H, Matamoros, Tamaulipas:

LA OTRA CARA DE VERDAD


POR JAIME SOSA




       En las últimas décadas  México se ha transformado profundamente. A pesar de que la mayoría de sus políticos e intelectuales parece no haberse percatado de los cambios radicales que ha sufrido la población, al concentrarse preponderantemente  en zonas urbanas por la expansión de la actividad industrial y de los  servicios, y el olvido del campo en la política de desarrollo,  los graves problemas del crecimiento  de las ciudades y áreas metropolitanas se imponen ya como temas cruciales  e ineludibles de la agenda del gobierno y de la  sociedad.

Hoy  cerca de 80 % de los mexicanos vivimos en las ciudades,  a diferencia de  1980  en que éramos  55%.

      El patrón de crecimiento ha generado extremos que hablan de la profunda desigualdad y polarización que caracteriza el ordenamiento territorial del país donde coexisten metrópolis como la ciudad de México y una enorme dispersión de 185 mil pequeñas localidades, a las cuales es muy difícil dotar de infraestructura y servicios.

         Las ciudades  han crecido de manera anárquica y sin plan alguno, siempre bajo la lógica de los intereses particulares que, frente a la improvisación y los yerros de la política gubernamental, minimizan el interés general e imponen  un modo de crecimiento costoso para la población: ineficiente, contaminante, destructor del tejido social y de las practicas comunitarias, inseguro y violento,  e inequitativo.

Todo esto se deriva de un concepto de la forma de vivir que el sistema económico ha generalizado como una  cultura que conjuga las expectativas de ascenso social y las aspiraciones vitales que caracterizan a la clase media, y en la cual destacan el uso del asfalto, el concreto, el automóvil, la televisión  la comida rápida, la telefonía celular y las nuevas tecnologías de la información, y en la que prevalecen  el individualismo, la violencia, la discriminación y el consumismo.

        Nuestras ciudades se rigen por las reglas que impone el uso del automóvil; no existen banquetas seguras y cómodas para caminar; se desprecia  a los ciclistas y a los peatones; la mayoría de los habitantes padece de sobrepeso, obesidad, diabetes y problemas cardiovasculares;  el transporte público es pésimo y caro, las distancias que se deben de recorrer para ir al trabajo y a la escuela son cada vez mayores, así como el tiempo que se le dedica.
^^^^^^^^^^^^^^^^
- _Ejercicios por resolver_
1. Copia al pie de la letra la parte del texto sobre las ciudades mexicanas que va desde "Las ciudades  han" hasta "violento,  e inequitativo.".
2. Responde con base en el texto sobre las ciudades mexicanas:
(a) ¿Qué porcentaje de los mexicanos vivía en ciudades en 1980?
(b) ¿Cuántas pequeñas localidades dispersas hay en el país?
(c) ¿Cómo se describe el transporte público?
3. Sigue escribiendo el texto sobre las ciudades mexicanas a partir de su última oración.
^^^^^^^^^^^^^^^^
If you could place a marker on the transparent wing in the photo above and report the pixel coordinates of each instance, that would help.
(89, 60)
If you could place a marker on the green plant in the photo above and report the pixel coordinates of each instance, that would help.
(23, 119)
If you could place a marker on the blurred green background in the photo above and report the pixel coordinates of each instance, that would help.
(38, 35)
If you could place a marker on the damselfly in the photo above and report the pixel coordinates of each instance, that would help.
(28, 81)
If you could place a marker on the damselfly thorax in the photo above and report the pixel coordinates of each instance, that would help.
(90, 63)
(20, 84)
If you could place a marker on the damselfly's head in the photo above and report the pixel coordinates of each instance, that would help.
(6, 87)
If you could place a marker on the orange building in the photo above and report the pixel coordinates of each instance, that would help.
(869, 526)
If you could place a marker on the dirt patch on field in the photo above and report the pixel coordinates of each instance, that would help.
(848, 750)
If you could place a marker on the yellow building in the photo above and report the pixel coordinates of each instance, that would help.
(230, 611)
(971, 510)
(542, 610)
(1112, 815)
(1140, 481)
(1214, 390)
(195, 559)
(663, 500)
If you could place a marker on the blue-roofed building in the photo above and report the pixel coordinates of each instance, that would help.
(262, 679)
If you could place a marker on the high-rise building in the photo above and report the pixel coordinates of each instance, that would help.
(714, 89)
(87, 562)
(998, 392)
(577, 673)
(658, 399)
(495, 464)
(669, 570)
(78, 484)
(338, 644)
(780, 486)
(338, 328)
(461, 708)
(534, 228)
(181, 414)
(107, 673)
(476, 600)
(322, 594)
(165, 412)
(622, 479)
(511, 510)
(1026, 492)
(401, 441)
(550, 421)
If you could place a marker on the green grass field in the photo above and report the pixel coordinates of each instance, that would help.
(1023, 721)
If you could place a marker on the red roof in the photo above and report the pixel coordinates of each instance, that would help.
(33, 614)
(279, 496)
^^^^^^^^^^^^^^^^
- _Respuestas esperadas_
1.
Las ciudades  han crecido de manera anárquica y sin plan alguno, siempre bajo la lógica de los intereses particulares que, frente a la improvisación y los yerros de la política gubernamental, minimizan el interés general e imponen  un modo de crecimiento costoso para la población: ineficiente, contaminante, destructor del tejido social y de las practicas comunitarias, inseguro y violento,  e inequitativo.

2.
(a) El 55 %.
(b) 185 mil.
(c) Pésimo y caro.

3.
        Lo más preocupante, sin embargo, son los procesos de descomposición y de violencia que van aparejados  a la desigualdad social, a la presencia generalizada del crimen organizado y al entorno que se ha creado en las ciudades por el urbanismo salvaje que se ha propiciado en las últimas décadas.  La falta de oportunidades de educación y de empleo  reproduce la pobreza, la exclusión y la desigualdad social, propicia la incorporación de miles de jóvenes a las redes del crimen, expulsa a miles de niñas y niños a la calle, alienta la drogadicción, la trata de personas, el alcoholismo, el suicidio y  la violencia en todas sus expresiones, especialmente la violencia  contra las mujeres.

     Contrario a lo que muchos pensaban, en el sentido  de que la urbanización sería  un proceso de modernización con mayor bienestar para  la sociedad mexicana , ha venido a ser  en realidad un proceso de fractura social  con la  destrucción de los valores y principios elementales de la solidaridad y la convivencia comunitaria, de aniquilación indiscriminada  del entorno natural en donde se asientan las áreas urbanas, de alta emisión de gases de efecto invernadero, así como de pérdida irreparable    del patrimonio histórico de las ciudades.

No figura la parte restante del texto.